PAGE>
##########

TYPE XVI.—WIND BLOWING CONTRARY TO ISOBARS.
In this type the wind blows with considerable force in a direction directly opposed to that which the isobars would lead us to expect. For instance in No. 34, it will be seen that an extensive high pressure rests over the east coast, and the isobars are comparatively close together. The normal circulation with these isobars would be fresh north to north-west winds, when, as a matter of fact, strong southerly winds were blowing as far as Sydney with a velocity of thirty miles per hour. Such conditions are rather troublesome in forecasting; fortunately they do not come often, and the fact is not confined to southerly winds. The general direction of the coast line is northerly bearing east a little, a range of mountains from two to four thousand feet high runs nearly paralled to it, and this local formation has a very important effect on the circulation of the wind; as in Chart 34 it seems to have more effect than the isobars, and probably the grade was rapidly intensifying and had not been long enough in existence to fully control the winds. It seems probable, so far as this type has been studied, that we should find that when the wind blows contrary to isobars, it does so because of some impulse given to it before the new grade had time to control the circulation.

##########

Records from a point labeling set

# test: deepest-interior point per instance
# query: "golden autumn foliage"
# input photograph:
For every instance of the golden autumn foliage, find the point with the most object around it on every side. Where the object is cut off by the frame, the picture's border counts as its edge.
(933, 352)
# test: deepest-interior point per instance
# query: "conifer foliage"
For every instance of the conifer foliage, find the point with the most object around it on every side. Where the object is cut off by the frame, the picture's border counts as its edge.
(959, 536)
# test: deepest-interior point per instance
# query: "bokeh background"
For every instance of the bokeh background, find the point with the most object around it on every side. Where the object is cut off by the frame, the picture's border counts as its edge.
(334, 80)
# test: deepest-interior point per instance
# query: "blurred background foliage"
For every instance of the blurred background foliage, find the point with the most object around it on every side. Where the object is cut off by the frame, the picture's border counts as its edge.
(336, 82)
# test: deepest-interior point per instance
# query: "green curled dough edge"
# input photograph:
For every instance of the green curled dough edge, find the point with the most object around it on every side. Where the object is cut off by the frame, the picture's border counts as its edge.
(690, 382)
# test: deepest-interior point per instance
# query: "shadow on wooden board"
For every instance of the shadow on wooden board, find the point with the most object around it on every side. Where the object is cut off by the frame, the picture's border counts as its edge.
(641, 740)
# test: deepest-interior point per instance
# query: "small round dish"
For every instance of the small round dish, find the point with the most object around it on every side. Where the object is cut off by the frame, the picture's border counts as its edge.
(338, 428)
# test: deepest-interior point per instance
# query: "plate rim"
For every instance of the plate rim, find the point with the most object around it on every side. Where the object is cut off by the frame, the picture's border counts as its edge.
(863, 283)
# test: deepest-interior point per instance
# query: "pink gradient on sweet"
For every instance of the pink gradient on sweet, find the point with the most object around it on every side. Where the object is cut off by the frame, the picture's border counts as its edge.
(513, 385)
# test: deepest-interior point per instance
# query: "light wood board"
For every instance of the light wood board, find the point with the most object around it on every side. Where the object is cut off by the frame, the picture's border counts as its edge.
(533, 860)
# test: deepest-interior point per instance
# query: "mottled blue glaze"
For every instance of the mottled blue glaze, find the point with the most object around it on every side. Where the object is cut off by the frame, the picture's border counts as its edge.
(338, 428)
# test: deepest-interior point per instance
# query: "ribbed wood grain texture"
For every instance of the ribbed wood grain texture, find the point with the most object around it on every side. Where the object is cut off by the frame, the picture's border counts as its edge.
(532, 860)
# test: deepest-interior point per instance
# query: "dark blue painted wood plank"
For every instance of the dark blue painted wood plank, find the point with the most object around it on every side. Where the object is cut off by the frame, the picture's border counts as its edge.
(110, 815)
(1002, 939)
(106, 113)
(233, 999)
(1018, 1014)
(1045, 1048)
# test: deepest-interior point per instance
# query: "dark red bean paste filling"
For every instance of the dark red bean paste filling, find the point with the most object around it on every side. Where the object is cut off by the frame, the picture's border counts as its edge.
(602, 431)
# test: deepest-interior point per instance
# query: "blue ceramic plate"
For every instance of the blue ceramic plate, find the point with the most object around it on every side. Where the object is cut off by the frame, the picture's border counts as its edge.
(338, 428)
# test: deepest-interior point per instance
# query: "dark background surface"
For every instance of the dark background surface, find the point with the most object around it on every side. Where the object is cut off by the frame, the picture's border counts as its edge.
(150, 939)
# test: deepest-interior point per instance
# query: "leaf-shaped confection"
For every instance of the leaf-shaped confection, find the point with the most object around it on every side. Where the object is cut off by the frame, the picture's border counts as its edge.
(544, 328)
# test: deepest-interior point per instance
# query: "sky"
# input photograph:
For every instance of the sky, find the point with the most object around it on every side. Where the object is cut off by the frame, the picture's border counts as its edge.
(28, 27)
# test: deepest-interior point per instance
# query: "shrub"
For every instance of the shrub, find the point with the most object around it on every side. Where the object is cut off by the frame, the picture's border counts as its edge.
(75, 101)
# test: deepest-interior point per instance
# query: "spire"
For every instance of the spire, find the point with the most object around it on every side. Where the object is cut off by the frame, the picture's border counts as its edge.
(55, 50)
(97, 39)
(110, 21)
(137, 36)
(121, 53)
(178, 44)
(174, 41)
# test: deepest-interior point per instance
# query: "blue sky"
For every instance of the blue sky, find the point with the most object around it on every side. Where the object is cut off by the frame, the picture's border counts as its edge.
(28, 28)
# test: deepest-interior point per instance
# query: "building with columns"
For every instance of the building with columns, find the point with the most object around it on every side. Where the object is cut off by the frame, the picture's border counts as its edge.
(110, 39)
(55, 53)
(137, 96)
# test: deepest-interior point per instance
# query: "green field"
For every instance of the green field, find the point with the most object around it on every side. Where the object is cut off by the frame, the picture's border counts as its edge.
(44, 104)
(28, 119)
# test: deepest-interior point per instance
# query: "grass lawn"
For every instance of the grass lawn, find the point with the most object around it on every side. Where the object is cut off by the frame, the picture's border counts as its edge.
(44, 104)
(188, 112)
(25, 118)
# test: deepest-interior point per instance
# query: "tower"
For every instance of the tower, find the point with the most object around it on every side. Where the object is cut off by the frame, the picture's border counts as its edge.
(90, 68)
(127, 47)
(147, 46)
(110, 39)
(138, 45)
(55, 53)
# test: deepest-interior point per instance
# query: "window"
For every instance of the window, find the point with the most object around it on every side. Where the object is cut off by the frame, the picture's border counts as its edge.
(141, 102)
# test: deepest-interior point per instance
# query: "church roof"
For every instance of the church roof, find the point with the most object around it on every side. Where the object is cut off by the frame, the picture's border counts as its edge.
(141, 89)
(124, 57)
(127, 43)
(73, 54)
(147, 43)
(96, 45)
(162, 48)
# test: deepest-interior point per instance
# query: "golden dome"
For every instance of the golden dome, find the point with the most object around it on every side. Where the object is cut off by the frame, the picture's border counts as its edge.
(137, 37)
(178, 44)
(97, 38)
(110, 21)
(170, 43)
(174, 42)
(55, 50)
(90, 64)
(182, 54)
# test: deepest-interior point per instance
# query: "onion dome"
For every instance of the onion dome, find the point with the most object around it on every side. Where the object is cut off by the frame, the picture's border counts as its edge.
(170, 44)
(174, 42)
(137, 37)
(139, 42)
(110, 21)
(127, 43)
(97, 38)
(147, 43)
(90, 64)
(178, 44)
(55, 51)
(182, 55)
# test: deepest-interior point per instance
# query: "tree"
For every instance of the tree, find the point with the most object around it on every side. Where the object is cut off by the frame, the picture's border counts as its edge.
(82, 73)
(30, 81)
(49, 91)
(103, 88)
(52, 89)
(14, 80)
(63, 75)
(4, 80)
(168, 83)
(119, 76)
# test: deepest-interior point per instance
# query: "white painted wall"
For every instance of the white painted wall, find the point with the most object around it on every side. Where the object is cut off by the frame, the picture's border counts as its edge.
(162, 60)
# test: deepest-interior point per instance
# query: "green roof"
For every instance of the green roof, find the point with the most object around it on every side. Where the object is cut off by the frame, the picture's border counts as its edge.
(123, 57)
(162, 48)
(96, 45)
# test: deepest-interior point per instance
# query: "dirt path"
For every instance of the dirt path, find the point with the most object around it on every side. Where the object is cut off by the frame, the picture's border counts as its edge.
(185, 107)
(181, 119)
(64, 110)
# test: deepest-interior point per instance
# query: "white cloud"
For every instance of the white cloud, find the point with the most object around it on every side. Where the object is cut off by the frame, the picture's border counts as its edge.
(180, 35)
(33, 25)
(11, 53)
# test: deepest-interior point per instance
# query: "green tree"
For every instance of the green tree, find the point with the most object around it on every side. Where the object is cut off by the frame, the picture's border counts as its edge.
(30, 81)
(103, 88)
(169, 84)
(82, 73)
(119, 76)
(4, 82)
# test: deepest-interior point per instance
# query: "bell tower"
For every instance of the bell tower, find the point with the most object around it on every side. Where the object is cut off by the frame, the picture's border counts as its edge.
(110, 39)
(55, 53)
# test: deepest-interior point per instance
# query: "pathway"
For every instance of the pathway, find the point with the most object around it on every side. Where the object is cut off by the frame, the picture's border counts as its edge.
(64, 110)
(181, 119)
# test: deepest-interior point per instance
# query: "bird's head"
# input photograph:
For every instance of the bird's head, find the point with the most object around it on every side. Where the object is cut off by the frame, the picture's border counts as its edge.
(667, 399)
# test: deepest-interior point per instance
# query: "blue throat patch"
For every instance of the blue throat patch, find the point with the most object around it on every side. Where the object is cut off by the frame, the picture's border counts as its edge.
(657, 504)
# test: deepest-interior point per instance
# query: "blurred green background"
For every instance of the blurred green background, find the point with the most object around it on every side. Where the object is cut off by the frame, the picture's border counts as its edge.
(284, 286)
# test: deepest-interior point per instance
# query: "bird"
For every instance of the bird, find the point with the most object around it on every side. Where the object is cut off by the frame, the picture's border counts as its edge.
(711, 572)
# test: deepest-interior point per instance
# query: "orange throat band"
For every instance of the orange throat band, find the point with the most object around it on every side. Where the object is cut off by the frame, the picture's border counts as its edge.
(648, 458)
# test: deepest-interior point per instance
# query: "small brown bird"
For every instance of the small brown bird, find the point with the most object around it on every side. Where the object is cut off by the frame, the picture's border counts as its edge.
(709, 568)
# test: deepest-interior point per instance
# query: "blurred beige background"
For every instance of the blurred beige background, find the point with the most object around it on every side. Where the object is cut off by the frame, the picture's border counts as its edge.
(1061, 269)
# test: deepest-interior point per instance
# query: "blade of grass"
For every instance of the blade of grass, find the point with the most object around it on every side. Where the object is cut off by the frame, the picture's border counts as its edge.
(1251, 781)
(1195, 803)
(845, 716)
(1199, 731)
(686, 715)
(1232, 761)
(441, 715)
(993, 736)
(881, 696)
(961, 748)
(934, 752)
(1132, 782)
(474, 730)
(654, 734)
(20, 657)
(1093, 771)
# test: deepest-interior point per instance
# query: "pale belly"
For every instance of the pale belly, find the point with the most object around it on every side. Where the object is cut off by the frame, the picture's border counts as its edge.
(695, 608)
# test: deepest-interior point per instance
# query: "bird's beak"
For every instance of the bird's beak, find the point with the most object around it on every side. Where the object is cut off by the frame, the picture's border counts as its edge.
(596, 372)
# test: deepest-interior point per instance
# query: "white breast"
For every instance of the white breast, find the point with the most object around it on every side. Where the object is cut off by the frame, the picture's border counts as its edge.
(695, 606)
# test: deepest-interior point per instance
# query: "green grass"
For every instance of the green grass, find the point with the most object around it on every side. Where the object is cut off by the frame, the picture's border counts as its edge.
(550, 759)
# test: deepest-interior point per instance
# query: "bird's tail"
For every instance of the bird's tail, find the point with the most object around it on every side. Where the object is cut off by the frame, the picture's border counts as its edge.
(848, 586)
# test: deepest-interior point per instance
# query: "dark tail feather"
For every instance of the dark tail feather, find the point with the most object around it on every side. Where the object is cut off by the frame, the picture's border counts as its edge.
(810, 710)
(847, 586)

##########

WRITTEN TASK 1> List every distinct compass-direction word used in the passage on wind blowing contrary to isobars, in order of first appearance.
WRITTEN TASK 2> Carry on the passage about wind blowing contrary to isobars from its final sentence.

EXERCISE OUTPUT 1> east, north, north-west, southerly, northerly

EXERCISE OUTPUT 2>
TYPE XVII.—SUMMER ANTICYCLONES.
One of the most marked features of weather in Australia is the regular easterly motion of it in all seasons of the year, added to this the anticyclones—the controlling element in our weather—change with the sun, so that the latitude they follow in their easterly progress is further south in summer than in winter.[5] The summer latitude is about 40° south. They are less extensive in summer than in winter, and do not so completely control our weather as they do in winter, for their southern position leaves room for the southerly extension of monsoonal low pressures, which make a great deal of our weather; but the anticyclone makes the change from hot northerly to cool southerly winds, the bursters of the east coast.
TYPE XVIII.—WINTER ANTICYCLONES.
During the winter months the antiyclones are much larger than they are in summer, and their latitude about 30° S.; very commonly their area is equal to Australia, and their control of the weather more complete than it is in summer. Fine weather marks their centres, and the rains come chiefly from the low pressures between each pair of anticyclones, and the strong westerly gales are but part of the circulation about these high pressures. (See Charts 29 and 30.)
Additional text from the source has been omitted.